I like it when references are next to the verse they correspond to because it makes them easy to find, but that can take up too much space in the margins which creates narrow columns. It can also clutter the page. This layout actually focuses more on the text and allows for wider columns (columns are 2 7/16” wide). This gives more characters per line (it has 44 spaces) and better line spacing. Unless I’m using the Bible for study I don’t use the references that often anyway so the extra time to find the references is worth it. This also allows for more references or larger print for the references because they’re not limited to the space beside the verse.
Each book includes a paragraph that gives some basic information about the books’ author, setting, purpose, audience, story, time of writing, etc. Although most do not, some do include some theological bias.

[RECORDS]:
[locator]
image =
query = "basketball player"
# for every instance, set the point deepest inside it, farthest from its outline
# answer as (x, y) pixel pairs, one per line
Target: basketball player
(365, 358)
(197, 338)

* * *

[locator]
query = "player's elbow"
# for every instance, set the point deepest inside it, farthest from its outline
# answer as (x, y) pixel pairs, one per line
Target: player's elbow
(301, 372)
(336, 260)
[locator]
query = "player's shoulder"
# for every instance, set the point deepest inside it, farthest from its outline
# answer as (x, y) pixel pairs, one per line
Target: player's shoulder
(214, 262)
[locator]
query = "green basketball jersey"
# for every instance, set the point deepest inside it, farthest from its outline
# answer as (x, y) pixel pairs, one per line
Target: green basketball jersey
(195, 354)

[ACTIVITY LIST]:
- a) From the Bible layout text, transcribe the words starting with "I like it when" and going on through "some theological bias.".
- b) In the Bible layout text, how wide are the columns?

[SOLUTIONS TO EACH TASK]:
- a)
I like it when references are next to the verse they correspond to because it makes them easy to find, but that can take up too much space in the margins which creates narrow columns. It can also clutter the page. This layout actually focuses more on the text and allows for wider columns (columns are 2 7/16” wide). This gives more characters per line (it has 44 spaces) and better line spacing. Unless I’m using the Bible for study I don’t use the references that often anyway so the extra time to find the references is worth it. This also allows for more references or larger print for the references because they’re not limited to the space beside the verse.
Each book includes a paragraph that gives some basic information about the books’ author, setting, purpose, audience, story, time of writing, etc. Although most do not, some do include some theological bias.

- b) The columns are 2 7/16” wide.